Work instruction ▸
Copy out each line featuring the string "trace" from the entries beneath.

● ● ● ●

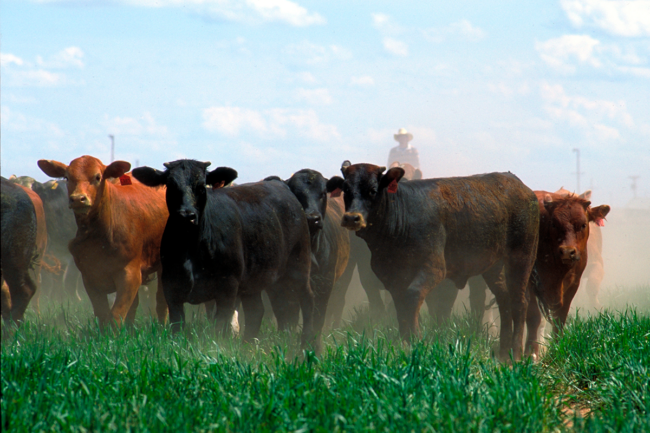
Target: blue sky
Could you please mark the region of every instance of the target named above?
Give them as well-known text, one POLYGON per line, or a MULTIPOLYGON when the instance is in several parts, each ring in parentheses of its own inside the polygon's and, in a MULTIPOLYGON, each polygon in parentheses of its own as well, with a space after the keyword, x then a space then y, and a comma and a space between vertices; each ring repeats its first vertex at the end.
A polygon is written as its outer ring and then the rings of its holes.
POLYGON ((2 175, 83 154, 240 182, 385 164, 650 196, 650 1, 2 0, 2 175))

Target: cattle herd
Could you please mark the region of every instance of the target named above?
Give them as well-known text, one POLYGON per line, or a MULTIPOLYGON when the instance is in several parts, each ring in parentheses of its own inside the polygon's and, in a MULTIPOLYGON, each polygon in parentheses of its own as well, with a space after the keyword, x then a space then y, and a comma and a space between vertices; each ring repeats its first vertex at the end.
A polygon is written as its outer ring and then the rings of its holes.
POLYGON ((482 318, 487 285, 501 320, 498 356, 520 359, 537 355, 542 315, 556 332, 564 325, 585 269, 595 294, 599 267, 602 276, 609 206, 532 191, 511 173, 421 179, 408 164, 345 161, 342 177, 303 169, 235 186, 232 168, 188 159, 131 172, 91 156, 38 166, 56 180, 2 178, 5 323, 24 320, 42 268, 71 296, 80 279, 102 326, 132 322, 140 286, 157 274, 156 313, 174 331, 185 303, 205 303, 228 334, 241 305, 243 338, 254 339, 265 292, 278 328, 296 329, 302 316, 302 345, 319 351, 324 327, 341 322, 356 267, 371 314, 386 311, 379 288, 390 293, 405 341, 418 335, 425 301, 447 317, 468 281, 482 318))

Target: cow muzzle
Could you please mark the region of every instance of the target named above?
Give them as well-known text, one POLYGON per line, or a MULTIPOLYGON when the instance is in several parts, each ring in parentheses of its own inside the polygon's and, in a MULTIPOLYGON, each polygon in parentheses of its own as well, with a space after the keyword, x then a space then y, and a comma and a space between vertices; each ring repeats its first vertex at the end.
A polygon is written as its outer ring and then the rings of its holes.
POLYGON ((178 215, 190 224, 197 225, 199 223, 196 212, 193 210, 181 209, 178 211, 178 215))
POLYGON ((580 252, 574 247, 560 247, 560 260, 565 265, 571 265, 580 260, 580 252))
POLYGON ((366 227, 366 220, 358 212, 346 212, 343 215, 341 227, 354 231, 361 230, 366 227))
POLYGON ((87 214, 91 206, 92 203, 85 194, 72 194, 68 197, 68 207, 76 214, 87 214))
POLYGON ((323 218, 319 214, 312 213, 307 215, 307 223, 309 223, 309 230, 322 230, 323 218))

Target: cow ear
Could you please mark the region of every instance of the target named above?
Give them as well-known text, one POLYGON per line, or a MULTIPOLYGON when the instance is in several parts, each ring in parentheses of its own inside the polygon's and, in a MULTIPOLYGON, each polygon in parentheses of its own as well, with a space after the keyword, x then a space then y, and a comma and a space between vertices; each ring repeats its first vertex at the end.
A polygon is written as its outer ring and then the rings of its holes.
POLYGON ((140 183, 155 187, 167 183, 167 172, 156 170, 151 167, 138 167, 133 169, 131 175, 138 179, 140 183))
POLYGON ((126 161, 113 161, 104 169, 103 178, 117 178, 131 170, 131 163, 126 161))
POLYGON ((39 159, 38 167, 50 177, 65 177, 65 172, 68 169, 64 163, 51 159, 39 159))
POLYGON ((223 185, 228 185, 233 180, 237 179, 237 171, 230 167, 217 167, 207 174, 205 183, 208 185, 218 185, 223 182, 223 185))
POLYGON ((280 176, 268 176, 264 178, 264 182, 268 182, 269 180, 279 180, 280 182, 284 182, 280 176))
POLYGON ((352 163, 347 159, 343 161, 343 164, 341 164, 341 173, 343 173, 343 177, 345 177, 345 172, 348 170, 348 167, 351 165, 352 163))
POLYGON ((553 203, 553 197, 551 197, 551 194, 546 194, 544 196, 544 206, 548 206, 551 203, 553 203))
POLYGON ((393 162, 389 168, 393 168, 393 167, 399 167, 399 162, 398 161, 393 162))
POLYGON ((598 207, 592 207, 587 210, 587 216, 589 217, 589 221, 595 222, 599 226, 604 226, 605 225, 605 217, 609 213, 611 208, 606 205, 600 205, 598 207))
POLYGON ((340 176, 334 176, 330 180, 327 181, 327 184, 325 188, 327 188, 327 192, 334 192, 337 189, 341 190, 343 189, 343 183, 345 180, 340 177, 340 176))
POLYGON ((415 169, 415 173, 413 173, 413 180, 419 180, 422 179, 422 171, 420 171, 419 168, 415 169))
MULTIPOLYGON (((383 168, 383 167, 382 167, 383 168)), ((379 190, 388 188, 388 192, 397 192, 397 182, 404 176, 402 167, 393 167, 379 179, 379 190)))
POLYGON ((578 197, 584 198, 585 200, 591 200, 591 190, 588 189, 587 191, 580 194, 578 197))

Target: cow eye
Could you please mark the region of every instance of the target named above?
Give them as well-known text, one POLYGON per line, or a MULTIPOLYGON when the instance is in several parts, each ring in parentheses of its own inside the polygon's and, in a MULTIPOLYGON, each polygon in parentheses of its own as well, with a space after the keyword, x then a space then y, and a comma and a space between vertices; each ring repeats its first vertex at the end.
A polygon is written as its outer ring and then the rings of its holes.
POLYGON ((582 230, 584 230, 584 229, 586 229, 586 228, 587 228, 587 224, 583 224, 583 225, 582 225, 582 230))
POLYGON ((370 188, 370 195, 372 196, 377 195, 377 188, 370 188))
POLYGON ((102 180, 102 175, 100 173, 97 173, 95 175, 95 182, 99 182, 100 180, 102 180))

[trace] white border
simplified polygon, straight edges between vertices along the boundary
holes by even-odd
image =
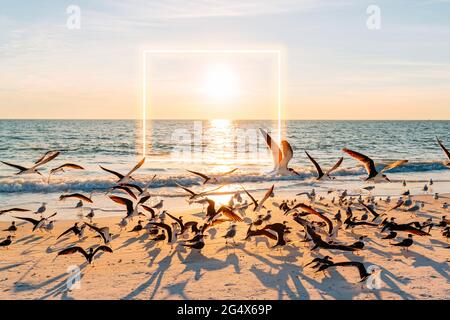
[[[154,53],[238,53],[238,54],[249,54],[249,53],[263,53],[263,54],[275,54],[277,57],[277,107],[278,107],[278,144],[281,142],[281,50],[252,50],[252,49],[226,49],[226,50],[213,50],[213,49],[194,49],[194,50],[183,50],[183,49],[150,49],[150,50],[143,50],[142,51],[142,60],[143,60],[143,75],[142,75],[142,156],[145,157],[147,153],[146,143],[146,132],[147,132],[147,55],[148,54],[154,54]],[[160,160],[155,160],[160,161]],[[173,161],[178,162],[175,160],[169,160],[165,159],[164,161]],[[202,160],[203,161],[203,160]]]

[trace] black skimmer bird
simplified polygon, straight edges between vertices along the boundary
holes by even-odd
[[[15,221],[12,221],[12,222],[11,222],[11,225],[10,225],[7,229],[5,229],[5,230],[3,230],[3,231],[11,232],[11,233],[16,232],[16,231],[17,231],[16,222],[15,222]]]
[[[217,187],[217,188],[214,188],[214,189],[211,189],[211,190],[207,190],[207,191],[194,192],[194,191],[192,191],[191,189],[188,189],[188,188],[186,188],[185,186],[182,186],[182,185],[179,184],[179,183],[176,183],[176,182],[175,182],[175,184],[176,184],[178,187],[180,187],[181,189],[183,189],[184,191],[186,191],[188,194],[190,194],[190,196],[188,197],[188,199],[189,199],[190,201],[194,201],[194,200],[196,200],[196,199],[206,197],[208,194],[211,194],[212,192],[217,191],[217,190],[219,190],[219,189],[221,189],[221,188],[223,187],[223,186],[219,186],[219,187]]]
[[[28,209],[22,209],[22,208],[11,208],[11,209],[6,209],[6,210],[0,210],[0,216],[5,214],[5,213],[9,213],[9,212],[29,212],[30,210]]]
[[[82,166],[79,166],[74,163],[65,163],[63,165],[60,165],[59,167],[56,167],[54,169],[50,170],[50,173],[48,174],[47,182],[50,183],[50,177],[58,172],[65,172],[67,169],[73,169],[73,170],[84,170]]]
[[[366,181],[377,181],[377,180],[384,179],[384,180],[390,182],[389,178],[384,174],[384,172],[387,172],[389,170],[397,168],[408,162],[408,160],[398,160],[398,161],[395,161],[395,162],[385,166],[383,169],[381,169],[381,171],[377,171],[377,168],[375,167],[375,162],[368,156],[365,156],[356,151],[349,150],[347,148],[342,149],[342,151],[347,153],[352,158],[355,158],[356,160],[362,162],[362,164],[364,165],[364,168],[366,169],[367,174],[368,174]]]
[[[447,150],[447,148],[444,146],[444,144],[441,142],[441,140],[439,140],[438,137],[436,137],[436,140],[437,140],[439,146],[441,147],[442,151],[444,151],[445,155],[447,156],[447,160],[445,160],[443,162],[443,164],[447,168],[450,168],[450,152]]]
[[[127,174],[123,175],[119,172],[110,170],[110,169],[106,169],[102,166],[100,166],[100,168],[106,172],[109,172],[113,175],[115,175],[117,178],[119,178],[119,180],[117,181],[117,184],[124,184],[124,183],[128,183],[130,180],[134,180],[134,178],[131,176],[136,170],[138,170],[140,167],[142,167],[142,165],[145,162],[145,158],[142,158],[141,161],[139,161],[133,169],[131,169]]]
[[[85,225],[88,226],[91,230],[98,233],[98,237],[103,240],[104,244],[108,244],[111,242],[111,234],[109,233],[109,227],[97,227],[90,223],[85,222]]]
[[[0,247],[8,249],[8,247],[11,245],[11,243],[12,243],[12,236],[9,235],[6,237],[5,240],[0,242]]]
[[[95,248],[95,250],[93,248],[89,248],[88,252],[86,252],[81,247],[70,247],[70,248],[67,248],[67,249],[64,249],[64,250],[61,250],[60,252],[58,252],[58,256],[64,256],[64,255],[69,255],[69,254],[74,254],[74,253],[79,252],[85,257],[86,261],[89,264],[92,264],[92,261],[94,260],[95,255],[100,251],[109,252],[109,253],[113,252],[113,250],[108,246],[98,246],[97,248]]]
[[[138,224],[135,225],[134,228],[131,229],[131,230],[128,231],[128,232],[137,232],[137,233],[140,233],[143,229],[144,229],[144,227],[142,226],[142,221],[139,220],[139,221],[138,221]]]
[[[385,237],[382,237],[381,239],[386,240],[386,239],[395,239],[395,237],[397,237],[397,232],[395,231],[391,231],[389,232],[389,234]]]
[[[59,201],[63,201],[66,199],[71,199],[71,198],[75,198],[80,201],[84,201],[84,202],[88,202],[88,203],[93,203],[91,197],[87,197],[81,193],[62,194],[59,196]]]
[[[36,231],[38,229],[41,229],[45,225],[45,223],[48,221],[48,219],[56,216],[56,214],[57,213],[55,212],[51,216],[49,216],[47,218],[41,218],[40,220],[36,220],[36,219],[33,219],[33,218],[27,218],[27,217],[14,217],[14,218],[20,219],[20,220],[24,220],[24,221],[27,221],[27,222],[31,223],[33,225],[32,231],[34,232],[34,231]]]
[[[204,173],[201,172],[197,172],[197,171],[192,171],[192,170],[187,170],[188,172],[195,174],[197,176],[199,176],[200,178],[203,179],[203,184],[206,184],[207,182],[211,182],[211,183],[219,183],[220,182],[220,178],[230,175],[233,172],[235,172],[236,170],[238,170],[237,168],[224,172],[224,173],[219,173],[219,174],[215,174],[215,175],[206,175]]]
[[[164,240],[167,239],[167,243],[172,242],[173,232],[172,232],[171,226],[169,226],[168,224],[162,223],[162,222],[149,222],[148,224],[153,225],[155,227],[158,227],[158,228],[166,231],[167,237],[165,237]]]
[[[230,220],[233,220],[235,222],[242,222],[242,218],[239,217],[236,213],[233,212],[230,208],[227,206],[220,206],[220,208],[216,211],[216,204],[214,200],[207,199],[208,207],[206,208],[206,220],[208,222],[211,222],[216,218],[219,214],[223,214],[225,217],[227,217]]]
[[[299,175],[294,169],[289,168],[289,161],[291,161],[294,156],[294,151],[291,145],[286,140],[281,141],[281,149],[277,143],[272,139],[272,137],[263,129],[259,129],[264,140],[266,141],[267,147],[272,152],[274,169],[273,173],[286,176],[286,175]]]
[[[325,257],[323,257],[323,258],[319,258],[319,257],[317,257],[317,258],[314,258],[314,259],[312,259],[310,262],[308,262],[307,264],[305,264],[304,266],[303,266],[303,268],[306,268],[306,267],[308,267],[309,265],[311,265],[311,264],[313,264],[312,266],[311,266],[311,268],[312,269],[316,269],[317,267],[319,267],[319,266],[321,266],[321,265],[323,265],[323,264],[332,264],[333,263],[333,257],[330,257],[330,256],[325,256]]]
[[[284,223],[272,223],[266,225],[263,230],[273,231],[277,235],[277,243],[272,247],[285,246],[288,241],[285,240],[284,235],[289,233],[290,228]]]
[[[296,204],[294,207],[292,207],[291,210],[285,212],[284,214],[287,215],[287,214],[289,214],[291,212],[295,212],[295,211],[299,211],[300,213],[298,214],[298,216],[301,216],[301,217],[304,217],[307,215],[313,215],[313,216],[318,217],[319,219],[322,219],[328,226],[328,234],[331,235],[331,233],[333,231],[333,223],[324,214],[314,210],[313,208],[311,208],[310,206],[308,206],[304,203]]]
[[[139,199],[138,201],[136,201],[136,204],[134,204],[132,200],[123,197],[109,196],[109,198],[118,204],[126,206],[126,219],[132,219],[140,215],[139,206],[144,204],[150,198],[150,196]]]
[[[414,241],[413,241],[413,235],[412,234],[408,234],[408,238],[403,239],[400,242],[397,243],[391,243],[391,246],[396,246],[396,247],[402,247],[406,250],[408,250],[409,247],[411,247],[413,245]]]
[[[322,168],[320,167],[320,165],[319,165],[319,163],[316,161],[316,160],[314,160],[314,158],[313,157],[311,157],[310,155],[309,155],[309,153],[305,150],[305,153],[306,153],[306,155],[308,156],[308,158],[309,158],[309,160],[312,162],[312,164],[314,165],[314,167],[316,168],[316,171],[317,171],[317,180],[322,180],[322,178],[324,178],[324,177],[327,177],[328,179],[334,179],[334,177],[331,177],[330,176],[330,174],[333,172],[333,171],[335,171],[335,170],[337,170],[340,166],[341,166],[341,164],[342,164],[342,161],[344,161],[344,157],[341,157],[339,160],[338,160],[338,162],[336,162],[336,164],[333,166],[333,167],[331,167],[327,172],[323,172],[323,170],[322,170]]]
[[[77,237],[81,237],[82,236],[82,234],[83,234],[83,230],[84,230],[84,228],[86,227],[86,224],[85,223],[83,223],[82,225],[81,225],[81,227],[78,225],[78,222],[75,222],[74,223],[74,225],[72,226],[72,227],[70,227],[69,229],[67,229],[66,231],[64,231],[63,233],[61,233],[57,238],[56,238],[56,240],[58,240],[58,239],[60,239],[61,237],[63,237],[63,236],[65,236],[65,235],[67,235],[67,234],[69,234],[69,233],[73,233],[74,235],[76,235]]]
[[[183,247],[196,249],[196,250],[202,250],[205,247],[205,238],[206,236],[203,234],[198,235],[198,240],[193,243],[182,243],[181,245]]]
[[[47,210],[47,203],[43,202],[42,205],[34,212],[34,214],[43,214]]]
[[[248,192],[243,186],[241,186],[241,188],[244,190],[244,192],[245,192],[245,193],[249,196],[249,198],[252,200],[253,206],[254,206],[253,211],[259,212],[259,211],[263,208],[264,202],[266,202],[266,200],[269,199],[270,197],[273,197],[273,196],[274,196],[273,189],[275,188],[275,185],[272,185],[272,186],[269,188],[269,190],[266,191],[266,193],[264,194],[264,196],[262,197],[262,199],[259,200],[259,201],[256,200],[256,199],[250,194],[250,192]]]
[[[358,269],[360,282],[365,281],[371,275],[381,272],[381,269],[376,269],[373,272],[367,272],[367,269],[364,267],[364,264],[357,261],[346,261],[346,262],[333,262],[331,264],[322,264],[320,268],[316,272],[325,271],[329,268],[336,267],[355,267]]]
[[[38,168],[43,166],[44,164],[52,161],[53,159],[55,159],[57,156],[59,156],[60,152],[59,151],[49,151],[47,152],[44,156],[42,156],[39,160],[37,160],[33,166],[26,168],[23,166],[19,166],[17,164],[12,164],[9,162],[5,162],[5,161],[1,161],[3,164],[16,168],[17,170],[19,170],[19,172],[16,173],[16,175],[21,175],[21,174],[31,174],[31,173],[37,173],[39,175],[42,175],[42,173],[40,173],[38,171]]]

● ● ● ●

Solution for this exercise ▸
[trace] white border
[trace] black skimmer bird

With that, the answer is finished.